----- Record extracts

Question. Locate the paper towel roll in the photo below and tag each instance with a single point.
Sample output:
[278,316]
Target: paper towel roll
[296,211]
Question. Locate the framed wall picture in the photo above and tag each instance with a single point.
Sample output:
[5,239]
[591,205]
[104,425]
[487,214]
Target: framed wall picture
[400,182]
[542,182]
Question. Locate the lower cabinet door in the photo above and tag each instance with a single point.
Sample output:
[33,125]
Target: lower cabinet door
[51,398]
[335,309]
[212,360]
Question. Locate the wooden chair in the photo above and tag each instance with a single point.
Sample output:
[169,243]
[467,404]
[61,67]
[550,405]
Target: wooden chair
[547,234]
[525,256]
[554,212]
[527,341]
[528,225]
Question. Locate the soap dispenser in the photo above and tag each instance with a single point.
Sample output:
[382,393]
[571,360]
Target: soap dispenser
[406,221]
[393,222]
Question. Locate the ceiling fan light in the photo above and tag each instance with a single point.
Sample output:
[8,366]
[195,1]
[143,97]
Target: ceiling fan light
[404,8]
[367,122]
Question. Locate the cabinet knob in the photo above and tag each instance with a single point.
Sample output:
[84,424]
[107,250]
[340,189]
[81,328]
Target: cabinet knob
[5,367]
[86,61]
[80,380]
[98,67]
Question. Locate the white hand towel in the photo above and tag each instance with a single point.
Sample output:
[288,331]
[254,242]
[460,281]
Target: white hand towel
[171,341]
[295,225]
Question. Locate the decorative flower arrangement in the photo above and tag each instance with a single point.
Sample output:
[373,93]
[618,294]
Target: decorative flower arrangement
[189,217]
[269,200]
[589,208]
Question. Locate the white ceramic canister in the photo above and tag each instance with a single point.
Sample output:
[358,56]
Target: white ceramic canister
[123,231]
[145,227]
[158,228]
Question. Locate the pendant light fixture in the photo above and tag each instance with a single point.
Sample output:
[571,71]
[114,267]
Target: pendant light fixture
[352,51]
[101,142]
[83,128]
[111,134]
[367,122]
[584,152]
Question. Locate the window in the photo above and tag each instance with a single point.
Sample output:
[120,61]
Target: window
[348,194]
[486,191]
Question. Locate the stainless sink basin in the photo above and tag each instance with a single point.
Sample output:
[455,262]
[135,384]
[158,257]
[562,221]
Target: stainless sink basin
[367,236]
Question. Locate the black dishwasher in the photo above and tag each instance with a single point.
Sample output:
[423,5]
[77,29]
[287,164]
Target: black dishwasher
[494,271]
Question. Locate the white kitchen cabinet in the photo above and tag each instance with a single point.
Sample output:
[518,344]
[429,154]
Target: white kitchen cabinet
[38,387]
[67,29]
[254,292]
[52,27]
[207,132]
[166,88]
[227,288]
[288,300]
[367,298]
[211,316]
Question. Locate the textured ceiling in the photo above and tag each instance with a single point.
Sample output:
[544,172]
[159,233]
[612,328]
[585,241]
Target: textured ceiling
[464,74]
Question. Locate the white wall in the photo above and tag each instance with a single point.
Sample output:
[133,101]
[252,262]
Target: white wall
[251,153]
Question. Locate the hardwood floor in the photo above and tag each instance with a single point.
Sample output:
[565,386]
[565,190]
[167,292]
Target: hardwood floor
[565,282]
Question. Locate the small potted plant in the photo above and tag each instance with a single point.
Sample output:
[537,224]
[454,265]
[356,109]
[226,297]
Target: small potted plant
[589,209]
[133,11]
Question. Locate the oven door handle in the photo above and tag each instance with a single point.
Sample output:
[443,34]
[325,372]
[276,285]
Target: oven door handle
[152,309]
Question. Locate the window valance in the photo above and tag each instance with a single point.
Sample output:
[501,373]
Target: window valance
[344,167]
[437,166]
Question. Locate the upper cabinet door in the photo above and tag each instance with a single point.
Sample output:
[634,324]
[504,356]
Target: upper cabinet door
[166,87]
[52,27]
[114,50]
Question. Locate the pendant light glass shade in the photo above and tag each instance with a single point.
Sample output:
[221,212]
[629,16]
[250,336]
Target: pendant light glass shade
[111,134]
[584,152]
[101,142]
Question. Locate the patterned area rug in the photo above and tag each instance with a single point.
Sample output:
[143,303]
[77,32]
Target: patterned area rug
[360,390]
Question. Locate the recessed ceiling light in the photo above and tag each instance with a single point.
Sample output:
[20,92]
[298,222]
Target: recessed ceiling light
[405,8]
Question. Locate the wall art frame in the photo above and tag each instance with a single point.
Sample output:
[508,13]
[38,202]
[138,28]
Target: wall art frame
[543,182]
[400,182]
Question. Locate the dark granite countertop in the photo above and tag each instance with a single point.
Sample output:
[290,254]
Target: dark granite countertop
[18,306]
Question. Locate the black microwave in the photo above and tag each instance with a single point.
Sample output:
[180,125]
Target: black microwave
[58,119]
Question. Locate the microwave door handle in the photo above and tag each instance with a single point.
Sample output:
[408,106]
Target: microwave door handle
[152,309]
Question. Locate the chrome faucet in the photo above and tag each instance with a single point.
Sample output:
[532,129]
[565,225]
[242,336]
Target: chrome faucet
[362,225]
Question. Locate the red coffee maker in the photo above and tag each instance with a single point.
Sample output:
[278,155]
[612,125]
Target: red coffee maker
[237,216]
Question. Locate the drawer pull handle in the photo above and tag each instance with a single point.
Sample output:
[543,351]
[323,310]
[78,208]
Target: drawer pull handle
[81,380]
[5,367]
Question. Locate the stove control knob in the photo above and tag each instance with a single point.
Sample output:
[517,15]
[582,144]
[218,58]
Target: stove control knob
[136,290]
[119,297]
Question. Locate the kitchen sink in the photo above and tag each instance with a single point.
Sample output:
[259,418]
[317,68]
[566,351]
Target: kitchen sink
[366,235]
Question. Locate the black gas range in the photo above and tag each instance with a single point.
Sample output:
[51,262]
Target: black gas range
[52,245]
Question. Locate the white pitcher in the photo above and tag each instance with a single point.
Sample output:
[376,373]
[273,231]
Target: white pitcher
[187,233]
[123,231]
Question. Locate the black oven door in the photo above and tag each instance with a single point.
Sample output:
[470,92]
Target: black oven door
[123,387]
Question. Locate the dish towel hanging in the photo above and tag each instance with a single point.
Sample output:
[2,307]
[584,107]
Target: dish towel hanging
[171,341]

----------

## Work to do
Render the lines from the one containing "Question. Locate the dish" through the final line above as a JSON list of strings, one string per line, leaving out any blank lines.

## Answer for this exercise
[
  "Question. Locate the dish towel hanging in the photo above and tag each instance with a single point.",
  "Sample output:",
  "[2,307]",
  "[584,107]",
  "Target: dish towel hanging",
  "[171,341]"
]